_Record excerpts_
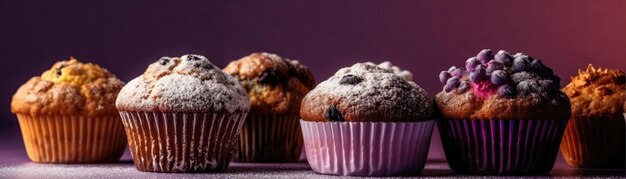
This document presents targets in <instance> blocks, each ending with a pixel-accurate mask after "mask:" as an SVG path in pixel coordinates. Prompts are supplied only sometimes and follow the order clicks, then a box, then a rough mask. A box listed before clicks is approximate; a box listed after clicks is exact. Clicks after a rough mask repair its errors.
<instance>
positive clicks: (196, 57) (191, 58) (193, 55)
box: [187, 55, 200, 61]
mask: <svg viewBox="0 0 626 179" xmlns="http://www.w3.org/2000/svg"><path fill="white" fill-rule="evenodd" d="M187 60H189V61H198V60H200V57H198V56H196V55H187Z"/></svg>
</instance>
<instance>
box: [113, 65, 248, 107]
mask: <svg viewBox="0 0 626 179" xmlns="http://www.w3.org/2000/svg"><path fill="white" fill-rule="evenodd" d="M116 105H117V107H118V109H119V110H123V111H160V112H175V111H176V112H206V111H228V112H235V111H247V110H249V108H250V106H249V102H248V98H247V95H246V91H245V89H244V88H243V87H242V86H241V85H240V84H239V83H238V82H237V80H236V79H235V78H233V77H231V76H230V75H227V74H225V73H224V72H222V70H221V69H219V68H218V67H216V66H215V65H213V64H212V63H211V62H209V60H207V59H206V58H205V57H203V56H200V55H183V56H182V57H180V58H179V57H163V58H161V59H159V60H158V61H157V62H155V63H153V64H151V65H150V66H149V67H148V69H147V70H146V72H145V73H144V74H143V75H141V76H139V77H137V78H135V79H133V80H132V81H130V82H128V84H127V85H126V86H124V88H122V90H121V91H120V94H119V96H118V98H117V102H116Z"/></svg>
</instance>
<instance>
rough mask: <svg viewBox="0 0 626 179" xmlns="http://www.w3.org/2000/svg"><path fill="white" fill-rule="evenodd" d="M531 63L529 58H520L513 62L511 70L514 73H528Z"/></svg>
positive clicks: (515, 58)
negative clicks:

_About this exercise_
All the lines that hold the word "rough" must appear in the answer, copied from the records.

_Reply_
This document presents targets in <instance> blocks, each ending with a pixel-accurate mask after "mask:" as an SVG path in pixel coordinates. Prompts are supplied only sometimes and follow the order clicks, then a box, then a rough mask. A box listed before clicks is approximate; a box listed after clicks is exact. Clicks after a rough mask repair its errors.
rough mask: <svg viewBox="0 0 626 179" xmlns="http://www.w3.org/2000/svg"><path fill="white" fill-rule="evenodd" d="M531 63L529 58H520L513 62L511 70L514 73H528Z"/></svg>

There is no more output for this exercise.